Required task:
Please lay out, as a Markdown table, only the part of the records below that opens with the line containing "find the arched steel" and runs through the end of the records. Use the columns Row and Line, numbering each line and leaving out blank lines.

Data:
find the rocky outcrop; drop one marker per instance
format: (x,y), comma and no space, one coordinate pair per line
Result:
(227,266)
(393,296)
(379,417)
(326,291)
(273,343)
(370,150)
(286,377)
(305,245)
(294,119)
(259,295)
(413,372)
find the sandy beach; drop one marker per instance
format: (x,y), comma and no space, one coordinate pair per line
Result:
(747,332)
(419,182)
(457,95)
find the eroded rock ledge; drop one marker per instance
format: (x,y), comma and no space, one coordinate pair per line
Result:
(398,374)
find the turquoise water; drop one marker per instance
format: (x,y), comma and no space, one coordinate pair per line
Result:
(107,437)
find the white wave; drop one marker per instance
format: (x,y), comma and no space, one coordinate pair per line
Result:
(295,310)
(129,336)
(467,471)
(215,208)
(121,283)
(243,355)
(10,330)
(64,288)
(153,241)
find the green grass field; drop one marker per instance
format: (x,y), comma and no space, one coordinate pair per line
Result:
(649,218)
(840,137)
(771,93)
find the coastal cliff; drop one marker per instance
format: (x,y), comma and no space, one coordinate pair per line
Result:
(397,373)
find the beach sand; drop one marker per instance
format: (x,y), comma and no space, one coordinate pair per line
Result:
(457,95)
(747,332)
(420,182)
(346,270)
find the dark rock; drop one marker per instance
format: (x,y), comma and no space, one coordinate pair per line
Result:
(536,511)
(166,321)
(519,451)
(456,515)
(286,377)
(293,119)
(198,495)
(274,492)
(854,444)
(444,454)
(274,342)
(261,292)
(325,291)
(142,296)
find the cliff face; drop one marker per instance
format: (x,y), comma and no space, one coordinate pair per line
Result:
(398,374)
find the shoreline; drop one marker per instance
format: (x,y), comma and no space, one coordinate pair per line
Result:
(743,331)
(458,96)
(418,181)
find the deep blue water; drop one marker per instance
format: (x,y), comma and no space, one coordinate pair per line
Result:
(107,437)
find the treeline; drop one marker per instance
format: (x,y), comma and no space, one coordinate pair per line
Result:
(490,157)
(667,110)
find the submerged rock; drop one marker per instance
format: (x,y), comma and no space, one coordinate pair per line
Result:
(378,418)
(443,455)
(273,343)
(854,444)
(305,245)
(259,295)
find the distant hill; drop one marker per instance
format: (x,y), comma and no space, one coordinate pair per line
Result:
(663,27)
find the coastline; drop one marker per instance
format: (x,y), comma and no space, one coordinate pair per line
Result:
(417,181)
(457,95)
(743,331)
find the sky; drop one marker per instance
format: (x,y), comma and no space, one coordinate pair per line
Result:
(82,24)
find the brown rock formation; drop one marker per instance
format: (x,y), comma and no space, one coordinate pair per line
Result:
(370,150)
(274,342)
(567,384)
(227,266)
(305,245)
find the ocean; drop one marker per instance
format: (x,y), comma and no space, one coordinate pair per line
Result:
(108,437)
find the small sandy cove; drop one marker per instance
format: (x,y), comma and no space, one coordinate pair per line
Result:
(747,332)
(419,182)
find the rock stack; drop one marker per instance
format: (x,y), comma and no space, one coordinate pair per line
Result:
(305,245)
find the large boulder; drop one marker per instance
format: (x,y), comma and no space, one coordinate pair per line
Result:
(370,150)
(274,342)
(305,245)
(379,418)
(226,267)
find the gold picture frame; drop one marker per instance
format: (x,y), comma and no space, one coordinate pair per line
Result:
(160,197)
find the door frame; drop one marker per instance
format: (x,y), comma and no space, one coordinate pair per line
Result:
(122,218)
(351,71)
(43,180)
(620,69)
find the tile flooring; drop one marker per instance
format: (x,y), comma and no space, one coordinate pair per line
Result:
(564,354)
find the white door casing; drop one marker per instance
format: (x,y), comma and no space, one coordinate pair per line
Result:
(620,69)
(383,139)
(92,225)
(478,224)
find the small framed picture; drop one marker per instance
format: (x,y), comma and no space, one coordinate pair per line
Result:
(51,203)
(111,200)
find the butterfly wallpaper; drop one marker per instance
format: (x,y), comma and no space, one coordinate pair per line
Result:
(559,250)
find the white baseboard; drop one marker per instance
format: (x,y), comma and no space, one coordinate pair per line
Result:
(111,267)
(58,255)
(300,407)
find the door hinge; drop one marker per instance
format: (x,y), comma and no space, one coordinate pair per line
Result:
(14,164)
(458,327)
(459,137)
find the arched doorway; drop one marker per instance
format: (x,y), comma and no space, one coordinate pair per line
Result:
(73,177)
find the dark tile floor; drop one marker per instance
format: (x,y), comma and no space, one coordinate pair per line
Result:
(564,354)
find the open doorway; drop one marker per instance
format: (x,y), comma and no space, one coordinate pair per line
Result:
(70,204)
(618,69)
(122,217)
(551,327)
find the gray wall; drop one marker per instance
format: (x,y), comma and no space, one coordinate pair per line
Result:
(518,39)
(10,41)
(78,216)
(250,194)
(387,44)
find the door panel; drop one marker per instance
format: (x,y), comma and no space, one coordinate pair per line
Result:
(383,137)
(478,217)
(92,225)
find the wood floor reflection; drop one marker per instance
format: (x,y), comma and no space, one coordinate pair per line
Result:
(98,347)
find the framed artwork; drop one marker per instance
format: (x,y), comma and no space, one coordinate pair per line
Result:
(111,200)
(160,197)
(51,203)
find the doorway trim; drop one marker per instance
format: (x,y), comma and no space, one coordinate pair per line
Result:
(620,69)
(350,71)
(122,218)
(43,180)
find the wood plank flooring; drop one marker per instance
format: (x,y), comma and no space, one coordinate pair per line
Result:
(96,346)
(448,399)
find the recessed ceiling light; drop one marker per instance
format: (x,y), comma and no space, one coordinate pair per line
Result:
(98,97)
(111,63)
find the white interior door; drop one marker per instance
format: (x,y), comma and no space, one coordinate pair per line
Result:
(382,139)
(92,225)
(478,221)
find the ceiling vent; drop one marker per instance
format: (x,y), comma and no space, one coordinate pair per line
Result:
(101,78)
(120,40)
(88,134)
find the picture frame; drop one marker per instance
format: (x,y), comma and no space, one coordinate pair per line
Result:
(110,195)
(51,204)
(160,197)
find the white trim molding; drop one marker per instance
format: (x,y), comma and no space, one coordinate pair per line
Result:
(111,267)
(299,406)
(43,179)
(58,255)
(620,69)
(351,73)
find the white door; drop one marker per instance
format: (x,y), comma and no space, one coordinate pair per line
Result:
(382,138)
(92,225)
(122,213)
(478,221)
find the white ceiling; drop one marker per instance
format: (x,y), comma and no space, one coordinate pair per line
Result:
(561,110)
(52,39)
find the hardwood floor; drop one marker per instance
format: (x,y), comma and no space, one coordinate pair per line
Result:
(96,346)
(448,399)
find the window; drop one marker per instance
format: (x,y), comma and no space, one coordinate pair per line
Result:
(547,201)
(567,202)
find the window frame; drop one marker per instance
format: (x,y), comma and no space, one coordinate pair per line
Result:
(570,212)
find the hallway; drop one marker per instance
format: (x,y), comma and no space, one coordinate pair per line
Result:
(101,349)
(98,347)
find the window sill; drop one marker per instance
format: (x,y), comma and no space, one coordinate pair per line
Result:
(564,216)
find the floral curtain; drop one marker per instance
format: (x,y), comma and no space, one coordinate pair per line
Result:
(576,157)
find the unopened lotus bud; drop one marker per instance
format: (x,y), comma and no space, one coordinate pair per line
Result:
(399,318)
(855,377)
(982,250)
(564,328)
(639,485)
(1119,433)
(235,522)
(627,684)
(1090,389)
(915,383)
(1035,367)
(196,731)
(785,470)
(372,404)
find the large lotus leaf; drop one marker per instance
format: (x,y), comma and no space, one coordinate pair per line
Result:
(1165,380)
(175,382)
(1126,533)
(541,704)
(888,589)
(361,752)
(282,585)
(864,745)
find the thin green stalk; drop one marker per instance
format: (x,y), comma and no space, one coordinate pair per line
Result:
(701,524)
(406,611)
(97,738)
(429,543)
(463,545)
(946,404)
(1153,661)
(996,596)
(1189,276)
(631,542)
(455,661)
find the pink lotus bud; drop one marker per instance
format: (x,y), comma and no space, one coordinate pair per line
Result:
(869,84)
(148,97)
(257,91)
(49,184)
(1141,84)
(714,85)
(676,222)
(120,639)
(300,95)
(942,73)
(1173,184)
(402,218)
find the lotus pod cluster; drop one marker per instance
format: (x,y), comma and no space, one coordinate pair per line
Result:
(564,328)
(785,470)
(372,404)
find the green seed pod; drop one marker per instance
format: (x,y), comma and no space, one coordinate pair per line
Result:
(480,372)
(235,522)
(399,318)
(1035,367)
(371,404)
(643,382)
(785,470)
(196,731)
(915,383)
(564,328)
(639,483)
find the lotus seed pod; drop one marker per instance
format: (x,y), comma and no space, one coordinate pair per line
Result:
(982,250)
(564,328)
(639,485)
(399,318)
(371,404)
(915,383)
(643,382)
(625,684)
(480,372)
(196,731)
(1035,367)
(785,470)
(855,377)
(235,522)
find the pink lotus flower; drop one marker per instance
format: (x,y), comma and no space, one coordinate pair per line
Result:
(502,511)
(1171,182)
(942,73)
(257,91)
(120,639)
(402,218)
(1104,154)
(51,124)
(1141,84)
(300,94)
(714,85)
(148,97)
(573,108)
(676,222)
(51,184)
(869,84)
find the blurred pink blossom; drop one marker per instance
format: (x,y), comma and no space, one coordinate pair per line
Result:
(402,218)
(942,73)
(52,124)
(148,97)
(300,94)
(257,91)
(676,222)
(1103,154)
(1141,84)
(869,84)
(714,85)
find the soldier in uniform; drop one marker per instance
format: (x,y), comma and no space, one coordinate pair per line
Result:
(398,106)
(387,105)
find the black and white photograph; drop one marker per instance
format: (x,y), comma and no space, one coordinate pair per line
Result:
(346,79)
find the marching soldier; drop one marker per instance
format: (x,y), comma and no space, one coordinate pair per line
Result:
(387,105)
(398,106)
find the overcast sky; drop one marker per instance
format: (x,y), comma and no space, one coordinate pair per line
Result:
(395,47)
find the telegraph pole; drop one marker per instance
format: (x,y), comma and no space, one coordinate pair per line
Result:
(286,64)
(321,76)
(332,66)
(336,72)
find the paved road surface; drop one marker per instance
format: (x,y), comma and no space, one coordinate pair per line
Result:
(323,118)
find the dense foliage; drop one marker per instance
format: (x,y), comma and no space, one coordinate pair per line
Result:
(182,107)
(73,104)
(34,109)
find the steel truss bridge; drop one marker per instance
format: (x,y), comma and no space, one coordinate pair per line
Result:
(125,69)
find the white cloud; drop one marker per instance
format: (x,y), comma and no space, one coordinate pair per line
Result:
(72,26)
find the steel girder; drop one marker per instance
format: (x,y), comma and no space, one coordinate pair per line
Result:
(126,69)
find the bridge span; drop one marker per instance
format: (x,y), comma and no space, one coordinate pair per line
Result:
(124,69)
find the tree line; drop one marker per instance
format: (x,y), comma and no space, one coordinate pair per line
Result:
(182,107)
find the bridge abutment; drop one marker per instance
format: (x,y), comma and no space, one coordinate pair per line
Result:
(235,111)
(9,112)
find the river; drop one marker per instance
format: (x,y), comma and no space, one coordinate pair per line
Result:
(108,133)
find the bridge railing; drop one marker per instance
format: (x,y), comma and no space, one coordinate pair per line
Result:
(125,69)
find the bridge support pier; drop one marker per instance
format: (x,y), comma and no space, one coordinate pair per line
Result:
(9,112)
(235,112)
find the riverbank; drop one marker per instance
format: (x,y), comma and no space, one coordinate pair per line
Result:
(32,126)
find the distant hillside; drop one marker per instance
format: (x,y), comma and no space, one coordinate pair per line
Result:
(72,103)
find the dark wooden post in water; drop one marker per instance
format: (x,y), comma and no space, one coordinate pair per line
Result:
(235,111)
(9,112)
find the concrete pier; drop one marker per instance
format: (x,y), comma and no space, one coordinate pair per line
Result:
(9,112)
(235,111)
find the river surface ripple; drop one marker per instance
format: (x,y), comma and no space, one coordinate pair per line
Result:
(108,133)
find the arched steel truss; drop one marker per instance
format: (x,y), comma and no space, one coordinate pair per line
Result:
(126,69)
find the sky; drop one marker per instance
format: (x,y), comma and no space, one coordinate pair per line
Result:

Completed task:
| Row | Line |
|---|---|
| 1 | find the arched steel truss; drop one marker per instance |
| 2 | format: (x,y), comma and no space, one coordinate pair per line |
| 3 | Result: |
| 4 | (126,69) |
| 5 | find the sky; drop one marker per instance |
| 6 | format: (x,y), comma and no space, one coordinate pair per line |
| 7 | Result: |